== Passage shown ==

A weekend or so ago, on our way to the airport for a quick Saturday morning look at the last of the fall foliage...from 4000 feet in the air, Keith and I got into a discussion about the Muslim prayer service held at National Cathedral in Washington, DC. That morning I watched a video of the woman who stood up during the prayer service, disrupting everything, pointing to what must have been a picture of Jesus….declaring him Lord of Lords, King of Kings as she proclaimed the Christian way as the right way...the only way….THE way.
Keith sided with the woman and commended her for standing up for what she truly believed. I sided against the women, pointing out she should not have disrupted the service. He didn't think the prayer service should have been in the church to begin with. I thought it was perfectly fine and an example of what “interfaith” looks like. But the more I think about it, the more I question whether it really was such a good idea to hold a Muslim prayer service in an Episcopal church.

===

_Objective_
Reproduce word for word the stretch of the post about the National Cathedral prayer service from "A weekend or" through "only way….THE way.".

== Listed records ==

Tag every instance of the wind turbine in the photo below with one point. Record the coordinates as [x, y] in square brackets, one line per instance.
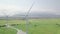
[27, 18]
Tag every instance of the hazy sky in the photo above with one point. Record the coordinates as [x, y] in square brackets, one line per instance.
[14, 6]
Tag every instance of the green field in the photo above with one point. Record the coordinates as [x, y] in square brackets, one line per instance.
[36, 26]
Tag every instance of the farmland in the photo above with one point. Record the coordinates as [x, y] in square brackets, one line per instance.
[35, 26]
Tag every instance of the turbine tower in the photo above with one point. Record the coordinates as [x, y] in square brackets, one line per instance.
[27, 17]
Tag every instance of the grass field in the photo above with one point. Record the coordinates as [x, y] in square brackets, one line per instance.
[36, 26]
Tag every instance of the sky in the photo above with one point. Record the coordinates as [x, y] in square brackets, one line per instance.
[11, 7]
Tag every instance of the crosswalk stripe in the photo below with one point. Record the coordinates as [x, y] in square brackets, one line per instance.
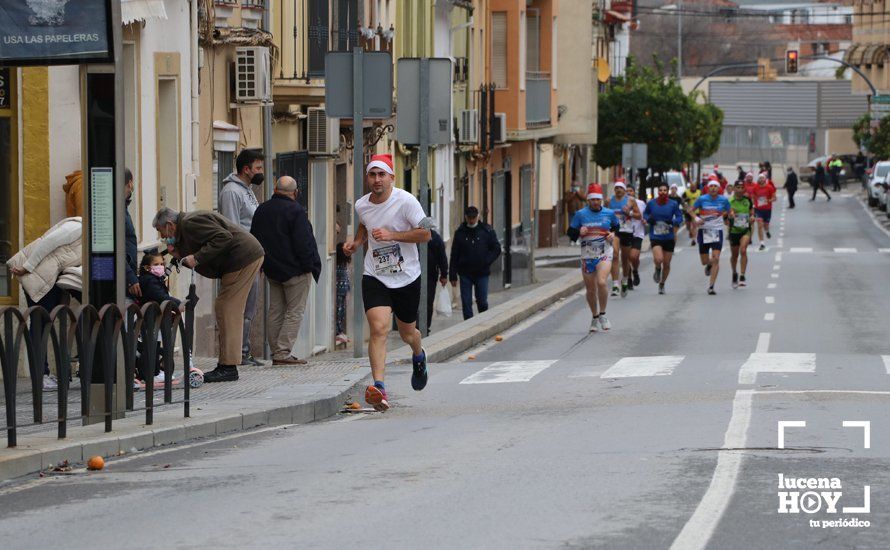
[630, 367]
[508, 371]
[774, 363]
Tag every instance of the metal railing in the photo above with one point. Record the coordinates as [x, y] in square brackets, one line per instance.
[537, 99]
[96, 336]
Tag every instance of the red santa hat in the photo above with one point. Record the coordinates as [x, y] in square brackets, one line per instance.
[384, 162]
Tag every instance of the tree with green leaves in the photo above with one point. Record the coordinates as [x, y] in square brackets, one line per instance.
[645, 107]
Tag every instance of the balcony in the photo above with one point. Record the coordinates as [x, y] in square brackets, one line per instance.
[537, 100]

===
== Listed records ==

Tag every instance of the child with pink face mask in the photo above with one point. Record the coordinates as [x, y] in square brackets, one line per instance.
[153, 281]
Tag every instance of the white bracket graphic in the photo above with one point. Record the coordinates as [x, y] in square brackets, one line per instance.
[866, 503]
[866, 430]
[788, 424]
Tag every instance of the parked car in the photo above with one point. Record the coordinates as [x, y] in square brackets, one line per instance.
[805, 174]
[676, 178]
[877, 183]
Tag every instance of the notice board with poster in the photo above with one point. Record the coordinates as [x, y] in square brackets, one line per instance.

===

_Solution to this problem_
A weekend or so ago, on our way to the airport for a quick Saturday morning look at the last of the fall foliage...from 4000 feet in the air, Keith and I got into a discussion about the Muslim prayer service held at National Cathedral in Washington, DC. That morning I watched a video of the woman who stood up during the prayer service, disrupting everything, pointing to what must have been a picture of Jesus….declaring him Lord of Lords, King of Kings as she proclaimed the Christian way as the right way...the only way….THE way.